=== Section Start ===

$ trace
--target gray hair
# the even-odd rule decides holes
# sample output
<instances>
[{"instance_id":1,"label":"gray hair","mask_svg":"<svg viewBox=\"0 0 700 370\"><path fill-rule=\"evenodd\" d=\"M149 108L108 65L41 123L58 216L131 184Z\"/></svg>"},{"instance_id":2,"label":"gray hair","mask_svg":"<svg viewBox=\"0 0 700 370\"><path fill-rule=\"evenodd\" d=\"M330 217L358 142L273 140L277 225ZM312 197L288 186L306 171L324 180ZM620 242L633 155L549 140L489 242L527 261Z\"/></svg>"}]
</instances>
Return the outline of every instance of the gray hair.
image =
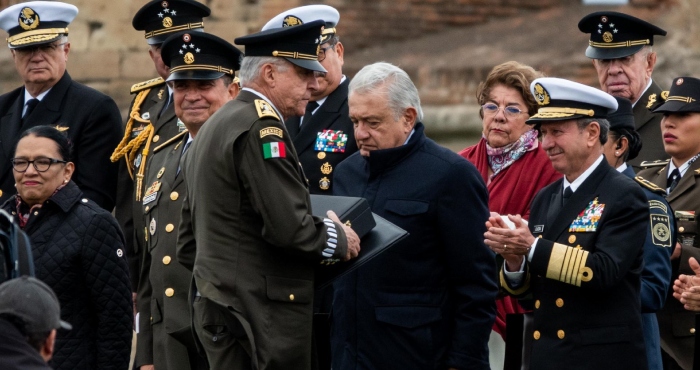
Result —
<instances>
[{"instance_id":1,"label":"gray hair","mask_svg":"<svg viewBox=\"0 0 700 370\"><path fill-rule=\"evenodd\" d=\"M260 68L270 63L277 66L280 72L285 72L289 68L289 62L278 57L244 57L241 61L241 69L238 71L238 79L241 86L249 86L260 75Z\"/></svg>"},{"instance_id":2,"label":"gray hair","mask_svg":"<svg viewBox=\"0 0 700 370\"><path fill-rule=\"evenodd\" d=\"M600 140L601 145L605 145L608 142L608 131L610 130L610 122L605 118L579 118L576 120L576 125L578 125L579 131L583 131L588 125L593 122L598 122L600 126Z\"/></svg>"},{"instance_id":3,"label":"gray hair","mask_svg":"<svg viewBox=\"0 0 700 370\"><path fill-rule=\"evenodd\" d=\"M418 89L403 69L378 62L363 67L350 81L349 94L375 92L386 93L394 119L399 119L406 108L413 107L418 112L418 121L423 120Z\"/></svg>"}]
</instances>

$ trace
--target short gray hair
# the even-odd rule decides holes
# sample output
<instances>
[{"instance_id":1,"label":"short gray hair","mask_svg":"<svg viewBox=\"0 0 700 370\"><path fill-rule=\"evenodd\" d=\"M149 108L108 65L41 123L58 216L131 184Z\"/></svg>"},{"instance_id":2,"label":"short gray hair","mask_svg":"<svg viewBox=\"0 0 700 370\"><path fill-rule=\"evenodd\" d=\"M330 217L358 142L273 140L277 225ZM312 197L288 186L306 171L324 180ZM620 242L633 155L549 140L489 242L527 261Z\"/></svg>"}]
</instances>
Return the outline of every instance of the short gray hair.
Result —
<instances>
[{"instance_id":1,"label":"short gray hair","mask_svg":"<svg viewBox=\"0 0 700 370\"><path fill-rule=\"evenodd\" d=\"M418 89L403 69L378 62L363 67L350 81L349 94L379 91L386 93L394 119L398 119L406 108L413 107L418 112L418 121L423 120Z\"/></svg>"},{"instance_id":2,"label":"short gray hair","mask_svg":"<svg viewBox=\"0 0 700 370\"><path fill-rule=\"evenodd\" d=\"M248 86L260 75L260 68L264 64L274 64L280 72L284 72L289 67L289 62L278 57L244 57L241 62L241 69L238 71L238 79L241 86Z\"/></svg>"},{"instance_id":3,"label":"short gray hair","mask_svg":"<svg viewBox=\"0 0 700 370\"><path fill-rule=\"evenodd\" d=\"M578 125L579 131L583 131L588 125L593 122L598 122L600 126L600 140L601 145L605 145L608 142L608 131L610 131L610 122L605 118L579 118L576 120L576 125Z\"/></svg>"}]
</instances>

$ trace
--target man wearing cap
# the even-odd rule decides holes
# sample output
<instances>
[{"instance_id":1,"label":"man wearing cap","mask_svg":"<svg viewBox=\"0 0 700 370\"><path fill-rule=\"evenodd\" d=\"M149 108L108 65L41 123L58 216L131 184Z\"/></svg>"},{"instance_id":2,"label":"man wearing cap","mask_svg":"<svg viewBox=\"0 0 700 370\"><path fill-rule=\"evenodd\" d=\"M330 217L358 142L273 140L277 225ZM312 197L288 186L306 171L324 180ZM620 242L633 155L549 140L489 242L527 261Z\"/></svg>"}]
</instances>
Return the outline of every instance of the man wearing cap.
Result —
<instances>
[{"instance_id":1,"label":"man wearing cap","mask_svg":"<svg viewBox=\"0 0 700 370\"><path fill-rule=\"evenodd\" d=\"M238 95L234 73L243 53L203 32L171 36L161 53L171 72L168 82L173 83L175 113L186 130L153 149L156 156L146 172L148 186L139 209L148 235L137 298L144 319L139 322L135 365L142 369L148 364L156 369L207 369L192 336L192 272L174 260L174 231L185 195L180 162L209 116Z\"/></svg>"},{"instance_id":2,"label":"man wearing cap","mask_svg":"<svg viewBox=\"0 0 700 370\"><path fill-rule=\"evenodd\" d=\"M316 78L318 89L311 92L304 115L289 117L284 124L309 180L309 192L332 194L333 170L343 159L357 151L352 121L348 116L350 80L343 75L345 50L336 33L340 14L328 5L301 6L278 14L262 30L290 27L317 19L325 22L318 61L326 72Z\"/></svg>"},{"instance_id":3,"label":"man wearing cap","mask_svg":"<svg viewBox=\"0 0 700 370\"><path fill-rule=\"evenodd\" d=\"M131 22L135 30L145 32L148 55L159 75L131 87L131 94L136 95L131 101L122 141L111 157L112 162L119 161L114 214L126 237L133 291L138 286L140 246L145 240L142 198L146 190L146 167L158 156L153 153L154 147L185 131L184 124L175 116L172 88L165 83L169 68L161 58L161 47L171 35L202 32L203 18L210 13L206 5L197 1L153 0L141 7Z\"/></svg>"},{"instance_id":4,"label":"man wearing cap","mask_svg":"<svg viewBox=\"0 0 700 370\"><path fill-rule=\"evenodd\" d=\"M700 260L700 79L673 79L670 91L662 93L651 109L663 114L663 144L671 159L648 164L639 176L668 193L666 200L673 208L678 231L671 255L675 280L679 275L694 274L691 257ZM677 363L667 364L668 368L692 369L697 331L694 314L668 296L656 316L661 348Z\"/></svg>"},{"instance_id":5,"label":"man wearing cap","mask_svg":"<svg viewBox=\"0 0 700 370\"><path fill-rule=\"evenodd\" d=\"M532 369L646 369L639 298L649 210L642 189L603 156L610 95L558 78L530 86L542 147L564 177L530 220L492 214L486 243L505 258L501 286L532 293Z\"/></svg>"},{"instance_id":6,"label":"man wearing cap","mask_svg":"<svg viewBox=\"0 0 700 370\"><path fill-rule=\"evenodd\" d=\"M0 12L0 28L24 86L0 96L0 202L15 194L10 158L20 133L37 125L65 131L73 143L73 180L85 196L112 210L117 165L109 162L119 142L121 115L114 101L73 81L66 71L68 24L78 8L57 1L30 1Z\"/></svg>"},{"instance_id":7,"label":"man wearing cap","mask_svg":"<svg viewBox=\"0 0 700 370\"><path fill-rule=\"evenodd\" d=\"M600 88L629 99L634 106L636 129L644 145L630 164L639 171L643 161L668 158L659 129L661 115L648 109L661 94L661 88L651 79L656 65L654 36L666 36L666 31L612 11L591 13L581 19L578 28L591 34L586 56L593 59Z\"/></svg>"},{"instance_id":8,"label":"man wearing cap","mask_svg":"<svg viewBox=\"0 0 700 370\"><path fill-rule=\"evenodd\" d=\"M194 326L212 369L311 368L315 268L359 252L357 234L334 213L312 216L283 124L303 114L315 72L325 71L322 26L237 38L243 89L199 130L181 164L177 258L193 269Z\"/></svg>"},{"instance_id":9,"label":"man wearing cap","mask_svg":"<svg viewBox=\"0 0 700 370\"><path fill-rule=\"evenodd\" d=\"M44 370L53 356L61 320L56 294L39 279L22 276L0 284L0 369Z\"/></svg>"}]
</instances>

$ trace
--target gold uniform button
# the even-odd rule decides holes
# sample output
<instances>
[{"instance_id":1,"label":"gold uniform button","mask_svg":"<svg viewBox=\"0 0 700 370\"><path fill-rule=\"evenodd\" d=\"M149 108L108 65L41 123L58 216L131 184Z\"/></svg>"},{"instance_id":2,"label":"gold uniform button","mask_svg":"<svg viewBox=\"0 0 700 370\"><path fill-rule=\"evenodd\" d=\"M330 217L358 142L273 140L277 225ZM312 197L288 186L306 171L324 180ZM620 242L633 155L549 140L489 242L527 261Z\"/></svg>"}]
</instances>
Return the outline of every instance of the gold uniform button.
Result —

=== Section End ===
=== Section Start ===

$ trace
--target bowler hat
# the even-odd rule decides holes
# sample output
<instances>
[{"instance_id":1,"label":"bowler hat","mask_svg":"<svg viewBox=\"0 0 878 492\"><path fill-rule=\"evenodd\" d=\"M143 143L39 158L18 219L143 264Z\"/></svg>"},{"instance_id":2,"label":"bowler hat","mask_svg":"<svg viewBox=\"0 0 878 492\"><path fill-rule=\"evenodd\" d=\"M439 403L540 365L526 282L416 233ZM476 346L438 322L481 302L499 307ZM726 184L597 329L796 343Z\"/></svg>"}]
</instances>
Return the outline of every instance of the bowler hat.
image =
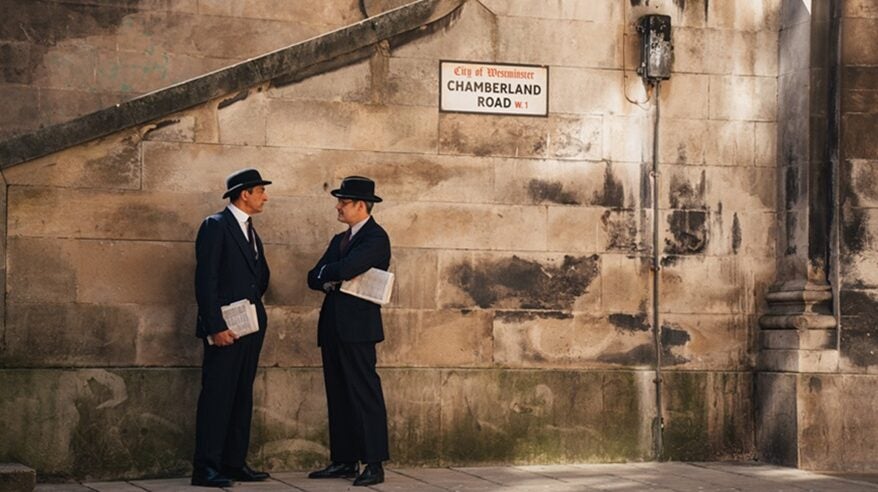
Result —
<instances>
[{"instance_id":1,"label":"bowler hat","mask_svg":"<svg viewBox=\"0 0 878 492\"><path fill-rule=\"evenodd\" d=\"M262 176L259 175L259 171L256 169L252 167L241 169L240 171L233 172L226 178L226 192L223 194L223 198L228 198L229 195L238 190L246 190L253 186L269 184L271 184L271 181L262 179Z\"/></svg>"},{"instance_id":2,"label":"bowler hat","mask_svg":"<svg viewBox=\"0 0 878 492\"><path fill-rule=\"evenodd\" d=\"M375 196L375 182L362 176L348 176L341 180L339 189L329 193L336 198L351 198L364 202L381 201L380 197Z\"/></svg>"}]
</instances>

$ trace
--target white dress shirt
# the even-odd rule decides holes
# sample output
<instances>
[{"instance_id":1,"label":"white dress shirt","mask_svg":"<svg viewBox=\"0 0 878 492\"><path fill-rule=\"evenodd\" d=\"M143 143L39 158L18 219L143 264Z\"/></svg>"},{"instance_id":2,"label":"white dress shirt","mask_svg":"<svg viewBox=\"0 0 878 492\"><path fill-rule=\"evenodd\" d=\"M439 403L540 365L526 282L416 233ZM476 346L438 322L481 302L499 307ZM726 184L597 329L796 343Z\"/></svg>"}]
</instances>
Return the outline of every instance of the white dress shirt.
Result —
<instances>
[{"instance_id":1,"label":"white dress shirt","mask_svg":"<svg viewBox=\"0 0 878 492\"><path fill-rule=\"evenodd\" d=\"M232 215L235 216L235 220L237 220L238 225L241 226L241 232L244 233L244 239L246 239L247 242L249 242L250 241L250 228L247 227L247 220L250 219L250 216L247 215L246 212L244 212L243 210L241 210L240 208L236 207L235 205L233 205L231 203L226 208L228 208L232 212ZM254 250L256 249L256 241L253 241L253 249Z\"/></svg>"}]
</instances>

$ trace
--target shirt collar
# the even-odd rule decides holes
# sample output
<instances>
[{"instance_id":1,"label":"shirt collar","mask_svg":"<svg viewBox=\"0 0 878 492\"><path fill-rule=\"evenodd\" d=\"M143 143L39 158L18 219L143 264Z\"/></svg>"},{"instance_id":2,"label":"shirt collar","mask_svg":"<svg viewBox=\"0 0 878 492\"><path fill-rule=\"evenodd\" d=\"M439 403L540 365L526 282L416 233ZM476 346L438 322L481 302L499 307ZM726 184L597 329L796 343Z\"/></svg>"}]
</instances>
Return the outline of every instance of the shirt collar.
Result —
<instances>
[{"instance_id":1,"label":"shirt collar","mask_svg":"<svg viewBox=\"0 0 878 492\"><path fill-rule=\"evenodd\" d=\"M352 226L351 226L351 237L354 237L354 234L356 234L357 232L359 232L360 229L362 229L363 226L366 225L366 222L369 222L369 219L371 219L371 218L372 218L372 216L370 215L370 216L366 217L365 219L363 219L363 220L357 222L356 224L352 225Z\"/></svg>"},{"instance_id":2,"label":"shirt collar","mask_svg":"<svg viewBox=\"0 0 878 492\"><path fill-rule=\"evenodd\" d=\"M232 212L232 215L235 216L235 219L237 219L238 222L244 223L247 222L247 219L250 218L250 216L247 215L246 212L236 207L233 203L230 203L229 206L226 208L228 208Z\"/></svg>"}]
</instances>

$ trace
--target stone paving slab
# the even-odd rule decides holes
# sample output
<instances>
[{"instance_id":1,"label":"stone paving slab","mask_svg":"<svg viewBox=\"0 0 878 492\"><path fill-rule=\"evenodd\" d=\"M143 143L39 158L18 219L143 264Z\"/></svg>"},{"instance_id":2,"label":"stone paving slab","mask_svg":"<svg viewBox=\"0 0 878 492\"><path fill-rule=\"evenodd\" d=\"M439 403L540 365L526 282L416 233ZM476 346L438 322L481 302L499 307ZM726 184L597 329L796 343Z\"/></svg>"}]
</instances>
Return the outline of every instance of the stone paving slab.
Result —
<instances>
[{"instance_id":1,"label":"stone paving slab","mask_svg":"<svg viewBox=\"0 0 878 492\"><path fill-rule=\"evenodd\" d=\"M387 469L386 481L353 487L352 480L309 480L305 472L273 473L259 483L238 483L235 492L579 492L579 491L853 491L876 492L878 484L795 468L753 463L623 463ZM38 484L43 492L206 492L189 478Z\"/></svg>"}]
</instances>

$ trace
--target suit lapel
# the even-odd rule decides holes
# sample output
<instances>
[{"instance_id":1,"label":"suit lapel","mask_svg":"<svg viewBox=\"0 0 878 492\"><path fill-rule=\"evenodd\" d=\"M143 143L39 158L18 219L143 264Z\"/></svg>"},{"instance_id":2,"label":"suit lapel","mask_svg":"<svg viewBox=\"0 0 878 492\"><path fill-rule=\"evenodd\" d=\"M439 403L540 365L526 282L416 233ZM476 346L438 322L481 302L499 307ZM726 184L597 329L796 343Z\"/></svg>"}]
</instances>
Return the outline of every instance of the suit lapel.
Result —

=== Section End ===

> What the task asks: Everything above from the line that has "--target bowler hat" down to the line that has "Return the outline of every instance of the white" should be output exactly, with both of those lines included. Leave the pictures behind.

> Finished task:
--target bowler hat
# the even-odd rule decides holes
# sample output
<instances>
[{"instance_id":1,"label":"bowler hat","mask_svg":"<svg viewBox=\"0 0 878 492\"><path fill-rule=\"evenodd\" d=\"M143 143L39 158L18 219L143 264Z\"/></svg>"},{"instance_id":2,"label":"bowler hat","mask_svg":"<svg viewBox=\"0 0 878 492\"><path fill-rule=\"evenodd\" d=\"M439 403L540 365L526 282L416 233ZM476 346L438 322L481 302L499 307ZM726 184L597 329L796 343Z\"/></svg>"}]
</instances>
Return the outline of every instance of the bowler hat.
image =
Result —
<instances>
[{"instance_id":1,"label":"bowler hat","mask_svg":"<svg viewBox=\"0 0 878 492\"><path fill-rule=\"evenodd\" d=\"M262 176L259 175L259 171L256 169L252 167L241 169L240 171L233 172L226 178L226 192L223 194L223 198L228 198L229 195L238 190L246 190L253 186L269 184L271 184L271 181L262 179Z\"/></svg>"},{"instance_id":2,"label":"bowler hat","mask_svg":"<svg viewBox=\"0 0 878 492\"><path fill-rule=\"evenodd\" d=\"M375 196L375 182L362 176L348 176L341 180L339 189L329 193L336 198L351 198L364 202L381 201L380 197Z\"/></svg>"}]
</instances>

$ trace
--target white dress shirt
# the even-odd rule decides holes
# sample output
<instances>
[{"instance_id":1,"label":"white dress shirt","mask_svg":"<svg viewBox=\"0 0 878 492\"><path fill-rule=\"evenodd\" d=\"M143 143L39 158L18 219L143 264Z\"/></svg>"},{"instance_id":2,"label":"white dress shirt","mask_svg":"<svg viewBox=\"0 0 878 492\"><path fill-rule=\"evenodd\" d=\"M439 403L540 365L526 282L416 233ZM476 346L438 322L481 302L499 307ZM726 184L597 329L796 343Z\"/></svg>"}]
</instances>
Return the outline of every instance of the white dress shirt.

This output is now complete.